▶ **PROMPT**
Given the material below, repeat exactly the lines from the one containing "point: dog's paw" through the final line, and nothing else.

▶ **DATA PROVIDED**
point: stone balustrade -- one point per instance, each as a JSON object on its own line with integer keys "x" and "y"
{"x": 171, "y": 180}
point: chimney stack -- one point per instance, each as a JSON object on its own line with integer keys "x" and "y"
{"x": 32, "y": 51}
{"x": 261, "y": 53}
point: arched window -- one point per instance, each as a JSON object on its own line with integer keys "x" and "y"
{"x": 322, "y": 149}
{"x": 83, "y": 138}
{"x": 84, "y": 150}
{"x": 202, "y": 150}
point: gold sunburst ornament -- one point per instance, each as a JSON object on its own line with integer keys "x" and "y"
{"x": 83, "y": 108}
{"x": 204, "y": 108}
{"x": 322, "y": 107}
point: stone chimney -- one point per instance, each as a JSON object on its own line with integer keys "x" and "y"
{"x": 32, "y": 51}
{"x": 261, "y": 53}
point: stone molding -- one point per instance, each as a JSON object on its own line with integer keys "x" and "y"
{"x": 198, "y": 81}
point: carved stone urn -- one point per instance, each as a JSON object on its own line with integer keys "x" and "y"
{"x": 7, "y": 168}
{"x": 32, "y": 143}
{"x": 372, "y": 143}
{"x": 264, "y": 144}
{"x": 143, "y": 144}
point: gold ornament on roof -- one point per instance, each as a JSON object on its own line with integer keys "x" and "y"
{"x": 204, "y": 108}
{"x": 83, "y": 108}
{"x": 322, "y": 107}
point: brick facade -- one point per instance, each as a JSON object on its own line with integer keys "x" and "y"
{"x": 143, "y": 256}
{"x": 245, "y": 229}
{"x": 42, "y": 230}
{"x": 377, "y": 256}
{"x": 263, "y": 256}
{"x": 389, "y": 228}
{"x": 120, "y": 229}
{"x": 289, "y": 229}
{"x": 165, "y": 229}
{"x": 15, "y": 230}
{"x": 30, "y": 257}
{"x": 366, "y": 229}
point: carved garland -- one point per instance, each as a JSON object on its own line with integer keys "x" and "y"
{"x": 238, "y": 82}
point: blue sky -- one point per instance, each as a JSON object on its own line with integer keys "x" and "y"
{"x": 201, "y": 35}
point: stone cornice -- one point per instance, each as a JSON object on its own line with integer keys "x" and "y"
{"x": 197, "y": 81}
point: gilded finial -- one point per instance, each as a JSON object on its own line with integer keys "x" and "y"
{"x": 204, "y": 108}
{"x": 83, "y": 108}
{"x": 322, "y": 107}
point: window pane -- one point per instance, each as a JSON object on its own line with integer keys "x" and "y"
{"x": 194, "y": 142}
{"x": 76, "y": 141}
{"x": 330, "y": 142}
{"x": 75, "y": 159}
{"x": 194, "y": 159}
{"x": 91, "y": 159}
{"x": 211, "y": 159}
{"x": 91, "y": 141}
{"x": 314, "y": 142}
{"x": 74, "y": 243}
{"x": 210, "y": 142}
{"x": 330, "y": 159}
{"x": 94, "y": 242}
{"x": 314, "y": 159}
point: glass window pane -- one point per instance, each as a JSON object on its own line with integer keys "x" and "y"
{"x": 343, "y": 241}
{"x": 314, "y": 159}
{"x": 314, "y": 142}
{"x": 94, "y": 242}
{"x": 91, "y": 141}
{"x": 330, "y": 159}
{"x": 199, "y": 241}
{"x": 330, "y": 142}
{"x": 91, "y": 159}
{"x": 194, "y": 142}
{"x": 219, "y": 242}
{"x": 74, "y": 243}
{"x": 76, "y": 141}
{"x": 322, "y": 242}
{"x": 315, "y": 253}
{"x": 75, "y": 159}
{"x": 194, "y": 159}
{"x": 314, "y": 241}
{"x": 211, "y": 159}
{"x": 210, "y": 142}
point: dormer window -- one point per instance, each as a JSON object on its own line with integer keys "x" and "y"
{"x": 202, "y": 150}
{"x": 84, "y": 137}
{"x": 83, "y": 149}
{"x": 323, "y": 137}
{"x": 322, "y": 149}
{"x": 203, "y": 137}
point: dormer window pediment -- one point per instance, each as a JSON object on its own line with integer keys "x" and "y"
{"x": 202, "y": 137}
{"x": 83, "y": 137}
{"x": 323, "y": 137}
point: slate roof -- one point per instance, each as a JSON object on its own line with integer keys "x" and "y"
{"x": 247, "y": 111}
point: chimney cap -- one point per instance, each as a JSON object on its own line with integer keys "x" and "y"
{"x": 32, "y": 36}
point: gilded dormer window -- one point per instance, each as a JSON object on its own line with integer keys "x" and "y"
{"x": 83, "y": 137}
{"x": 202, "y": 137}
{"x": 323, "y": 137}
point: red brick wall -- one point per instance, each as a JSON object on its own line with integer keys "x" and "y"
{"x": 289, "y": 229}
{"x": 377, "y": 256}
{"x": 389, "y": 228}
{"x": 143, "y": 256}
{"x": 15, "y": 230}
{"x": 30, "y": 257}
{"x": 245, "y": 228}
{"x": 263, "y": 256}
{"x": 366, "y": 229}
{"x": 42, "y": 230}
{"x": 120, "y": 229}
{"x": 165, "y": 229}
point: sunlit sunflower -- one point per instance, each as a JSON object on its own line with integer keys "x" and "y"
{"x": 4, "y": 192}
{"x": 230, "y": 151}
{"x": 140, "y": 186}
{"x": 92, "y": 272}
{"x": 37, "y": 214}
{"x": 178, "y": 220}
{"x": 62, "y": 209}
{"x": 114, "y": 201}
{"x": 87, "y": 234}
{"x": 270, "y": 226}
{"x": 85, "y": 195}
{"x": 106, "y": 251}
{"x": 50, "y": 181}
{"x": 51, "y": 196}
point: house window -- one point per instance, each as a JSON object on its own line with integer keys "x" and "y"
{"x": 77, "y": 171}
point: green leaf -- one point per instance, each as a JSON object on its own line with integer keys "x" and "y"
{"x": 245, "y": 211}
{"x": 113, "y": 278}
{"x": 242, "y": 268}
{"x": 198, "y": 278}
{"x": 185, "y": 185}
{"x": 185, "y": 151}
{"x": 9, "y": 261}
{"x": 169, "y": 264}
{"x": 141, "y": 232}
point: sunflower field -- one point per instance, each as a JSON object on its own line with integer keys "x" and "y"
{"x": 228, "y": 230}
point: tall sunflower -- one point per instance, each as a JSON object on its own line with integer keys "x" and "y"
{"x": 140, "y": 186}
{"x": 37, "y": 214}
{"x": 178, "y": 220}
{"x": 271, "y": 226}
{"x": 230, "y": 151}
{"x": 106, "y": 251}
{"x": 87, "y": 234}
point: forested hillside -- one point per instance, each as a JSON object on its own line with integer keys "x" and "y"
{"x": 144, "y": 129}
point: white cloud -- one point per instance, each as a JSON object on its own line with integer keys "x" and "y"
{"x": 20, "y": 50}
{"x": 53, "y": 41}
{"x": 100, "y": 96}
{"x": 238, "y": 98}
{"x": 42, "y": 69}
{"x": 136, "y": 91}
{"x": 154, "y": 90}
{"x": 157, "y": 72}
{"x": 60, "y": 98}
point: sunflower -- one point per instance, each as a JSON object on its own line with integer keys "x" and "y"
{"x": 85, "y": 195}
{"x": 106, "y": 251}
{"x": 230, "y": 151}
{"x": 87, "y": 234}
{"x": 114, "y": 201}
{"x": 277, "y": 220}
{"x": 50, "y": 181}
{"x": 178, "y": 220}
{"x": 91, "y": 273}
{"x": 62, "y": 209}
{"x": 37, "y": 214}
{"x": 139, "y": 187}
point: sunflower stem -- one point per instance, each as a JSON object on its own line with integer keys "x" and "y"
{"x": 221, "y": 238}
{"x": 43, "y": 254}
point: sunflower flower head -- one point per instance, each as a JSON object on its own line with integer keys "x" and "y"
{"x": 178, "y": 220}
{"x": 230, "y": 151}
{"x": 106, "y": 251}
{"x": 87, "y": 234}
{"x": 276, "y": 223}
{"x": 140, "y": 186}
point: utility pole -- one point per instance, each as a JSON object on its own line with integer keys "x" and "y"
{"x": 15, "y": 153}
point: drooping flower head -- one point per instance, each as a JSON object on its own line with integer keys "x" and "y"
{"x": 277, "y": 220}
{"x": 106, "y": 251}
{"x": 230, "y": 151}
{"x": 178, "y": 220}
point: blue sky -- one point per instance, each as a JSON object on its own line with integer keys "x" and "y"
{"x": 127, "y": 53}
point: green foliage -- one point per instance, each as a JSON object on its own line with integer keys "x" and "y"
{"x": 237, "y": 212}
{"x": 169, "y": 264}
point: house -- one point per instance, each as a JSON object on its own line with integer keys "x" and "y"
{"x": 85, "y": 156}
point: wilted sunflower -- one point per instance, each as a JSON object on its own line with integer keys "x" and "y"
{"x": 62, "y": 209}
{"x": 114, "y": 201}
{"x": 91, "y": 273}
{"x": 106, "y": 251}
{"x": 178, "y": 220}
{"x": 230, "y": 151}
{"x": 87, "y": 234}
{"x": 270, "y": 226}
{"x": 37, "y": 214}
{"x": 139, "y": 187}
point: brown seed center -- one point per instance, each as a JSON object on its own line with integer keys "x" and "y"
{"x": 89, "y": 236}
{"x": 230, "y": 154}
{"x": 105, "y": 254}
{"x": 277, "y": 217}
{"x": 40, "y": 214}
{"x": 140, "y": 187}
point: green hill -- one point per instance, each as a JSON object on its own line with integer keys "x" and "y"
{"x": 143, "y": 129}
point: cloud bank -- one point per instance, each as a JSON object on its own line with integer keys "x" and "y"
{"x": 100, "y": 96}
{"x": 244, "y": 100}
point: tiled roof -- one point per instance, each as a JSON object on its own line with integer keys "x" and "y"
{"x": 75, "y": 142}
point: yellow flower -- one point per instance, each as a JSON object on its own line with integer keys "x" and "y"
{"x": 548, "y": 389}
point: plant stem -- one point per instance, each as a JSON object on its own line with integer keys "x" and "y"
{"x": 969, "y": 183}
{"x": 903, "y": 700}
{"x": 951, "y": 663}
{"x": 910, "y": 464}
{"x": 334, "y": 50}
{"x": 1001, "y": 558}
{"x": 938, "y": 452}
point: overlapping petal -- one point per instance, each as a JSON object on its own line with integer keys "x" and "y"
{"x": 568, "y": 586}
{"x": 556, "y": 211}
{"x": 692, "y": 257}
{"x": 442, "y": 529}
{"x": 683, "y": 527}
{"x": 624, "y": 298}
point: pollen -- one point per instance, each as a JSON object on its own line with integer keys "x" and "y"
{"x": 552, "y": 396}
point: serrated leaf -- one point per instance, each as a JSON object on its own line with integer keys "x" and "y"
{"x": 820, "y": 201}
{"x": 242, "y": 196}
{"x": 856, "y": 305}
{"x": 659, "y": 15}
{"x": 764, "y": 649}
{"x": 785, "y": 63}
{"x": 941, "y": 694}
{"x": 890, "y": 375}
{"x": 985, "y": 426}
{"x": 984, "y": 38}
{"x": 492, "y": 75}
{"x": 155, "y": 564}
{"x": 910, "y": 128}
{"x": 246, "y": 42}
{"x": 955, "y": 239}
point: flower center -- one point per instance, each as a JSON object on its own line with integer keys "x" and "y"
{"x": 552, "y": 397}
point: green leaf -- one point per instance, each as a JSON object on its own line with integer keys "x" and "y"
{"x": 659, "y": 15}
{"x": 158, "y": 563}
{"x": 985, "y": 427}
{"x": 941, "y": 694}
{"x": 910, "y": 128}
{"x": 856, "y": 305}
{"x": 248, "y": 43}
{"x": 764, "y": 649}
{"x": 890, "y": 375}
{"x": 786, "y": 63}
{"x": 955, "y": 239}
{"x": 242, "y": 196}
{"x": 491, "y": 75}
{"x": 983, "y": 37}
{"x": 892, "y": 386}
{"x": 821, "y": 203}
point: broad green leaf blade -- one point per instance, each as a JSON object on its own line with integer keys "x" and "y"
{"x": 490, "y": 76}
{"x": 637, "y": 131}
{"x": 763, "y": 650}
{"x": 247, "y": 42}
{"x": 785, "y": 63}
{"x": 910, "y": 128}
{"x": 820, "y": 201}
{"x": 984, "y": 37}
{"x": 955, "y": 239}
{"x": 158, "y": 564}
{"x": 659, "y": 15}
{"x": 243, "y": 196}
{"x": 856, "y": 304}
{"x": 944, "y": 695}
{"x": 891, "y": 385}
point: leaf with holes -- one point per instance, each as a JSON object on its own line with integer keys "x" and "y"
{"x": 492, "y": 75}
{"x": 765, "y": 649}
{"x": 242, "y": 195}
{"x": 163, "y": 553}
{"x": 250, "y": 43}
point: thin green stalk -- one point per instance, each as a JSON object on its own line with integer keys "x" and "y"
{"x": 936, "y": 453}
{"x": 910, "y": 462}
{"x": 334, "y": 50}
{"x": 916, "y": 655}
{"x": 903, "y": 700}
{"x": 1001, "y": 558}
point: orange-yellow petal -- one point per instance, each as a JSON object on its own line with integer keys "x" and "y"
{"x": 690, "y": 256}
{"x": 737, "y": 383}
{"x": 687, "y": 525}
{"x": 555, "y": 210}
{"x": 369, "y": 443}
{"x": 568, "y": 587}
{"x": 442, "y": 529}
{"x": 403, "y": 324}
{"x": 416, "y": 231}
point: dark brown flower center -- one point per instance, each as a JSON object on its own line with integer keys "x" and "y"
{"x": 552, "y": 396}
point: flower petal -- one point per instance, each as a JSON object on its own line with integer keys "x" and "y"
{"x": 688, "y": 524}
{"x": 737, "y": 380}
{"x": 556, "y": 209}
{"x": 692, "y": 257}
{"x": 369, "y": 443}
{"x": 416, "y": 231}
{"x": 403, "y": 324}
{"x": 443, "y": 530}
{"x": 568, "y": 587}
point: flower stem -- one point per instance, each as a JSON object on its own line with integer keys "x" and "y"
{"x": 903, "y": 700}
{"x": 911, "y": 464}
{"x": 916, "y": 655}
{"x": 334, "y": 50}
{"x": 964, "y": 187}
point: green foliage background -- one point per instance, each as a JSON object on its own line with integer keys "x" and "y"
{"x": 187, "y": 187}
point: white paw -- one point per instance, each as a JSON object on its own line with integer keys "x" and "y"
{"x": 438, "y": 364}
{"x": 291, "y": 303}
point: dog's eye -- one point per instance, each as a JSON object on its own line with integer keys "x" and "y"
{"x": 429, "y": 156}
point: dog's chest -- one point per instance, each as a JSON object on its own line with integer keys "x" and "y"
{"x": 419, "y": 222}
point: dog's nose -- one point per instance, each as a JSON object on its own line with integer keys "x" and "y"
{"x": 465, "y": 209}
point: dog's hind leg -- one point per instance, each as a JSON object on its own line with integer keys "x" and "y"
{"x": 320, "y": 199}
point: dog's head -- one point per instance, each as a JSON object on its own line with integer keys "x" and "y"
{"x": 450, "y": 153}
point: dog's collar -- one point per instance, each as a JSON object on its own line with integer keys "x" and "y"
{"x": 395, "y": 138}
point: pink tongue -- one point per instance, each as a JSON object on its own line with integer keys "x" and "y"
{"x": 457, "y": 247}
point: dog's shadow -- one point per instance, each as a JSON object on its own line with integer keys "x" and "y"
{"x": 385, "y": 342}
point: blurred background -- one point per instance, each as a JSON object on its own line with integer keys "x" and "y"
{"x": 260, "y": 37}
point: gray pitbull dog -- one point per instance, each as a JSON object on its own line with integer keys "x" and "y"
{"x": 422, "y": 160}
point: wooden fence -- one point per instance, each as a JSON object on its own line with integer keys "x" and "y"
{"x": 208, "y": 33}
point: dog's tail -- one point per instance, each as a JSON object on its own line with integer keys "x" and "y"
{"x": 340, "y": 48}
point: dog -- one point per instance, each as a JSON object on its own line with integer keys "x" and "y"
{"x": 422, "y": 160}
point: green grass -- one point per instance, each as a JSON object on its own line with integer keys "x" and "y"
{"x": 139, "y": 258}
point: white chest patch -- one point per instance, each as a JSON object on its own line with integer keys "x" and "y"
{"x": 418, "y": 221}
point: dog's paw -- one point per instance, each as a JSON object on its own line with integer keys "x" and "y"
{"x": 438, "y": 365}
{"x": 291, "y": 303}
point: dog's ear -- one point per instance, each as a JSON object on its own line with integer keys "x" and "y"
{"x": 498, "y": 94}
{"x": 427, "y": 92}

▶ **FINAL ANSWER**
point: dog's paw -- one point per instance, each as a JSON object on its own line with integer keys "x" and "y"
{"x": 438, "y": 365}
{"x": 291, "y": 303}
point: dog's ear -- one point per instance, each as a JSON object on its own line with integer keys "x" and "y"
{"x": 498, "y": 94}
{"x": 427, "y": 92}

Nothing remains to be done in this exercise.